• What the task requires:
Copy out, without any change, the portion of the entries below that begins with the line containing "Pick out the vest" and ends with the line containing "pixel 362 186", including both of those lines.

=====

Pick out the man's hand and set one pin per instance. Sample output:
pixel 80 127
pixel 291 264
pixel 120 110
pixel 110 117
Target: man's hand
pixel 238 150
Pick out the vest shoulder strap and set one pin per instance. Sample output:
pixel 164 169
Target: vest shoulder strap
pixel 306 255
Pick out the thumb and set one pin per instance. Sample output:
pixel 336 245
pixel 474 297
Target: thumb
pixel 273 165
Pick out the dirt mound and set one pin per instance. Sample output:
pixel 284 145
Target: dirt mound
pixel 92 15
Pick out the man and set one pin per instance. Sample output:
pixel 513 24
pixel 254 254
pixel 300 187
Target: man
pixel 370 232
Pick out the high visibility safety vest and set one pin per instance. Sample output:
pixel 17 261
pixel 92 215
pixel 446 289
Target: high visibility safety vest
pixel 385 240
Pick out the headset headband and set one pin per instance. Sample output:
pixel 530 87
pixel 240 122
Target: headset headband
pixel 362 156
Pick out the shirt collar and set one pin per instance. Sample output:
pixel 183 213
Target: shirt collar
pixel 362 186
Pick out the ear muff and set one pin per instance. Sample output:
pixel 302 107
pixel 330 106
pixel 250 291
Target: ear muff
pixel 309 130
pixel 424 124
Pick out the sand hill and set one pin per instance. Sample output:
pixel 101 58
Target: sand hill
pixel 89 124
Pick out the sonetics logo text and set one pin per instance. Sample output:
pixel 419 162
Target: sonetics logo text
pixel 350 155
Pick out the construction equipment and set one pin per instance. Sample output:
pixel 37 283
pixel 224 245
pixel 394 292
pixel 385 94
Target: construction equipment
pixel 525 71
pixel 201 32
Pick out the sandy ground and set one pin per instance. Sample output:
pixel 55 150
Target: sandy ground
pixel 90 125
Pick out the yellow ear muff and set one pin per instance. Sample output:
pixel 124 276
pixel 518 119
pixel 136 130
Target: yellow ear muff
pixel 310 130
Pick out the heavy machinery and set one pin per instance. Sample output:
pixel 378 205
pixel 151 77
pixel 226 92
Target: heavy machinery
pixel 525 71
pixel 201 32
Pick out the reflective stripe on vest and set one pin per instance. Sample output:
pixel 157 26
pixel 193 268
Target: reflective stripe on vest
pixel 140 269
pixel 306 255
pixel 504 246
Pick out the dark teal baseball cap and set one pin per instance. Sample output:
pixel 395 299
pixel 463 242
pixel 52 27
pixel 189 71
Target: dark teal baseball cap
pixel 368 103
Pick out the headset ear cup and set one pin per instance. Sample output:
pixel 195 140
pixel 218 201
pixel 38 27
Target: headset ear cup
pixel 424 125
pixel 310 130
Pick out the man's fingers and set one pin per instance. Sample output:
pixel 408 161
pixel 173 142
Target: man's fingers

=====

• Response:
Pick out the vest shoulder strap and set one pin per instance. Sample output:
pixel 164 169
Target: vest shoulder strap
pixel 306 255
Pick out the thumb and set one pin per instance. Sample output:
pixel 336 245
pixel 474 297
Target: thumb
pixel 273 165
Pick out the dirt mound and set one pin per instance. Sample output:
pixel 284 145
Target: dirt mound
pixel 92 15
Pick out the man and set one pin per instance. Sample output:
pixel 513 24
pixel 254 254
pixel 300 187
Target: man
pixel 370 232
Pick out the high visibility safety vest and set one pin per instance. Sample output:
pixel 17 261
pixel 92 215
pixel 446 289
Target: high visibility safety vest
pixel 385 240
Pick out the headset headband and set one pin per instance. Sample output:
pixel 530 87
pixel 240 122
Target: headset headband
pixel 362 156
Pick out the shirt collar and set one pin per instance. Sample output:
pixel 183 213
Target: shirt collar
pixel 362 186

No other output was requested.